* DIRECTION A: Pull out the part of the text on agent rules that begins at the words "Domain scope and" and ends after the words "compliance at startup.", word for word.
** Start TEXT SHOWN **
Domain scope and routing rules. Every agent knows what it handles and — critically — what it doesn’t. The spec requires explicit routing instructions: when a request is out of domain, the agent must name the correct handler and hand off cleanly. No hero ball. No agent absorbing work that belongs to another.
Storage interface. Most agents have no storage rights. Only Probot and Fred navigate the filesystem. All other agents request files from Fred by description. This isn’t a permission model — it’s an architectural constraint that keeps the storage layer clean and auditable.
Orchestration contract. Every agent must comply with Probot’s orchestration layer. That means callsign discipline, handoff announcements, Session Rhythm participation (logging one-liner actions to Fred’s buffer), and Activation Gate compliance at startup.
Sigs and the Activation Gate
The Sig system is probably the most unusual thing about the spec. Most versioned software uses version numbers to track all changes. We split that in two. Version numbers track everything — feature additions, bug fixes, refinements. Sig numbers track only one thing: whether the agent’s behavioral requirements changed in a way that requires the project instructions to be updated. If Carver gets a new WordPress skill but his governance contract stays the same, the version bumps and the Sig doesn’t. If Probot’s startup protocol changes, the Sig increments and Probot flags it. At every startup, the Activation Gate compares each agent’s installed Sig (read from the live skill file) against the registered Sig inFACTORY-STATE.md. Mismatch means something changed. Probot surfaces it and offers a PI audit. The gate doesn’t block the session — it informs the operator. Human decisions stay in the loop.
** End TEXT SHOWN **
** Start GIVEN RECORDS **
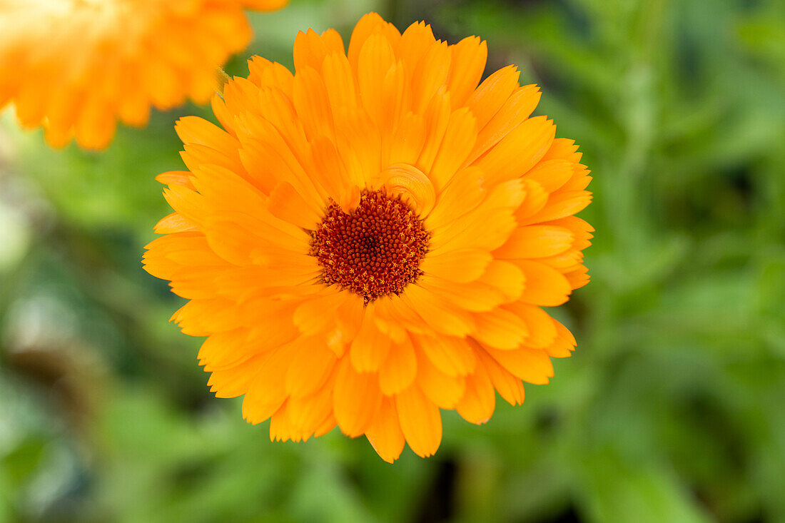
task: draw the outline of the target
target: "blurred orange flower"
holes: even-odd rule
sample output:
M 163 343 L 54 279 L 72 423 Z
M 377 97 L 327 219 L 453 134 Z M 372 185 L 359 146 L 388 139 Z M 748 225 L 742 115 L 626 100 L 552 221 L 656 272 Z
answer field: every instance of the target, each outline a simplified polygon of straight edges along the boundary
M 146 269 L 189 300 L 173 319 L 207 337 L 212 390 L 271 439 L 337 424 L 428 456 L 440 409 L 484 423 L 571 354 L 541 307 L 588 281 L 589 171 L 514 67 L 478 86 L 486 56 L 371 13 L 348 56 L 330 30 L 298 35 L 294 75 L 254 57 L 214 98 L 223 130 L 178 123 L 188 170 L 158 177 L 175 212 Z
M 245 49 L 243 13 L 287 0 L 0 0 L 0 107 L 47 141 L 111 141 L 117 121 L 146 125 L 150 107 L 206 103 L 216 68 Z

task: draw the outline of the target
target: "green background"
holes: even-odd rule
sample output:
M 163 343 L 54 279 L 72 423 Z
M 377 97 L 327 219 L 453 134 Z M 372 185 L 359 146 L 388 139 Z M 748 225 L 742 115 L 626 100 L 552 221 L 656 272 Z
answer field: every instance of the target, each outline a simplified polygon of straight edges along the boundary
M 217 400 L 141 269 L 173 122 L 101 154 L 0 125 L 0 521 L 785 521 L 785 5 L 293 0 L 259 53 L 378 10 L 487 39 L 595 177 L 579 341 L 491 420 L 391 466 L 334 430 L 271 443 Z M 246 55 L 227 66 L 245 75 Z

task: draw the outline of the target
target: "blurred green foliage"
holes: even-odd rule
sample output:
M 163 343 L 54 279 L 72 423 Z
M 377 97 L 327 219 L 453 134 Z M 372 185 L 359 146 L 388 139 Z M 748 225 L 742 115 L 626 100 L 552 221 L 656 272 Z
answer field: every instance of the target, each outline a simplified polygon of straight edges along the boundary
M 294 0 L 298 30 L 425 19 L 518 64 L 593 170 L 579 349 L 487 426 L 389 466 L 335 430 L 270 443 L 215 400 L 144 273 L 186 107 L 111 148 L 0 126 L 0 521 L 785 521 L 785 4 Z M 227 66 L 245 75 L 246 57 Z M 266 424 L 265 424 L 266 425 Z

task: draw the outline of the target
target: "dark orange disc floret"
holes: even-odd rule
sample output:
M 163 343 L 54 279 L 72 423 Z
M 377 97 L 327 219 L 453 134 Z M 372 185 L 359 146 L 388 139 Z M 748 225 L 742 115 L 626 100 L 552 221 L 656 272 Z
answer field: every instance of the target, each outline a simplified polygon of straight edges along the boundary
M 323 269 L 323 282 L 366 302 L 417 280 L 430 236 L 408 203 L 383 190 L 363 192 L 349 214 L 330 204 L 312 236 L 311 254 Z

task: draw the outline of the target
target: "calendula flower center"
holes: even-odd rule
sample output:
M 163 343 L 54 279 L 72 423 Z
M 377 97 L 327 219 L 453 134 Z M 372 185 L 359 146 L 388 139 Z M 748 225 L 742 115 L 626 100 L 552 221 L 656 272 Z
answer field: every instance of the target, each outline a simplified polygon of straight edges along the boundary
** End GIVEN RECORDS **
* DIRECTION B: Copy the records word for word, starting at their first line and stopping after the line that contains "M 217 400 L". Leave the pictures out.

* TASK SOLUTION A:
Domain scope and routing rules. Every agent knows what it handles and — critically — what it doesn’t. The spec requires explicit routing instructions: when a request is out of domain, the agent must name the correct handler and hand off cleanly. No hero ball. No agent absorbing work that belongs to another.
Storage interface. Most agents have no storage rights. Only Probot and Fred navigate the filesystem. All other agents request files from Fred by description. This isn’t a permission model — it’s an architectural constraint that keeps the storage layer clean and auditable.
Orchestration contract. Every agent must comply with Probot’s orchestration layer. That means callsign discipline, handoff announcements, Session Rhythm participation (logging one-liner actions to Fred’s buffer), and Activation Gate compliance at startup.

* TASK SOLUTION B:
task: draw the outline of the target
target: "blurred orange flower"
holes: even-odd rule
sample output:
M 163 343 L 54 279 L 72 423 Z
M 377 97 L 327 219 L 453 134 Z M 372 185 L 359 146 L 388 139 Z M 748 225 L 742 115 L 626 100 L 552 221 L 656 272 Z
answer field: every instance of the target, each outline a simplified polygon of straight edges along the boundary
M 146 269 L 189 300 L 173 319 L 207 337 L 212 390 L 271 439 L 337 424 L 428 456 L 440 409 L 484 423 L 571 354 L 541 307 L 588 281 L 589 171 L 514 67 L 478 86 L 486 56 L 371 13 L 348 56 L 330 30 L 298 35 L 294 75 L 254 57 L 214 98 L 223 130 L 178 123 L 188 170 L 158 177 L 175 212 Z
M 245 49 L 243 13 L 287 0 L 0 0 L 0 107 L 47 141 L 111 141 L 117 121 L 146 125 L 150 107 L 206 103 L 216 68 Z

task: draw the outline of the target
target: "green background"
holes: even-odd rule
sample output:
M 163 343 L 54 279 L 72 423 Z
M 377 97 L 327 219 L 453 134 Z M 372 185 L 359 146 L 388 139 Z M 748 225 L 742 115 L 626 100 L 552 221 L 656 272 Z
answer field: every instance of the target, each outline a simplified polygon of straight edges along the boundary
M 217 400 L 141 269 L 173 122 L 101 154 L 0 125 L 0 521 L 785 521 L 785 5 L 293 0 L 259 53 L 378 10 L 487 39 L 595 177 L 579 341 L 491 420 L 391 466 L 334 430 L 271 443 Z M 246 55 L 227 66 L 245 75 Z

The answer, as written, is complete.